» **Fragmento dado**:
**********

Arrancó con viajes cortos, de 15 días en bicicleta. Hoy, con 35 años, Marcelo Álvarez, profesor de Educación Física rosarino, está por partir pedaleando rumbo a Alaska. Mientras me sirve un vaso de agua en el departamento casi vacío donde convive con sus dos bicicletas, el creador del sitio web ciclistaviajero.com cuenta cómo tomó la decisión de emprender su primer periplo en el año 2007: “Veía gente que estaba haciendo el largo de la Argentina, así empecé a ver que era posible hacer trayectos largos. Una vez que me recibí, decidí hacer Ushuaia-La Quiaca-Rosario y a partir de eso me di cuenta de que podía hacer cada vez un poquito más”. En algún punto de esa expedición por el país que le llevó 15 meses, Marcelo sintió que quería darle otra dimensión al viaje y para eso eligió un medio que le era propio: la educación. Visitó escuelas y bibliotecas de cinco provincias repartiendo audiolibros. Además, ideó el proyecto “Ciclista Viajero”, mediante el cual comparte sus vivencias en documentales que él mismo filma en las excursiones. Días antes de salir a su próxima aventura atravesando América, que le llevará tres años, este intrépido trotamundos se sienta a contarme su historia.

**********

» **Extractos de un conjunto de datos de anotación de ubicaciones**:
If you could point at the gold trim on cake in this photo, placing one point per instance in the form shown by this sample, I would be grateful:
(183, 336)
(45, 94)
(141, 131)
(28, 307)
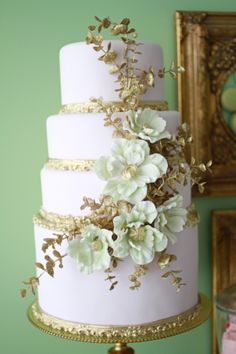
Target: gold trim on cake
(57, 222)
(113, 334)
(89, 107)
(70, 165)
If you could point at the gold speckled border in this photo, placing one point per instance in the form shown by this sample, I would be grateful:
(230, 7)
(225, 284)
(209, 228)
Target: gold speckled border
(57, 222)
(115, 334)
(89, 107)
(70, 165)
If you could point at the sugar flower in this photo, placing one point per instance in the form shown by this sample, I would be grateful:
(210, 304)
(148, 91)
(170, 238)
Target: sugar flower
(128, 170)
(147, 125)
(171, 217)
(135, 237)
(91, 249)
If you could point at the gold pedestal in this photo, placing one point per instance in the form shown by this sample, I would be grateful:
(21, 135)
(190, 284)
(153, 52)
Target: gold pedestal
(121, 335)
(121, 348)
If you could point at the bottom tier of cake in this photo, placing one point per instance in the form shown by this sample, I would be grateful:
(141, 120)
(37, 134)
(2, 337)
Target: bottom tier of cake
(77, 297)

**********

» **Objetivo A**:
Responde estas preguntas a partir del fragmento sobre Marcelo Álvarez:
(i) ¿Qué edad tiene Marcelo Álvarez?
(ii) ¿Cuántos meses le llevó la expedición por el país?
(iii) ¿Cuánto tiempo le llevará su próxima aventura atravesando América?
» **Objetivo B**: Extrae sin cambios las líneas de las entradas, desde la que contiene "If you could point at the gold speckled" hasta el final de las entradas, ambos extremos incluidos.
El fragmento y las entradas no tienen ninguna relación entre sí.

» **Solución A**:
(i) 35 años.
(ii) 15 meses.
(iii) Tres años.

» **Solución B**:
If you could point at the gold speckled border in this photo, placing one point per instance in the form shown by this sample, I would be grateful:
(230, 7)
(225, 284)
(209, 228)
Target: gold speckled border
(57, 222)
(115, 334)
(89, 107)
(70, 165)
If you could point at the sugar flower in this photo, placing one point per instance in the form shown by this sample, I would be grateful:
(210, 304)
(148, 91)
(170, 238)
Target: sugar flower
(128, 170)
(147, 125)
(171, 217)
(135, 237)
(91, 249)
If you could point at the gold pedestal in this photo, placing one point per instance in the form shown by this sample, I would be grateful:
(21, 135)
(190, 284)
(153, 52)
Target: gold pedestal
(121, 335)
(121, 348)
If you could point at the bottom tier of cake in this photo, placing one point per instance in the form shown by this sample, I would be grateful:
(141, 120)
(37, 134)
(2, 337)
Target: bottom tier of cake
(77, 297)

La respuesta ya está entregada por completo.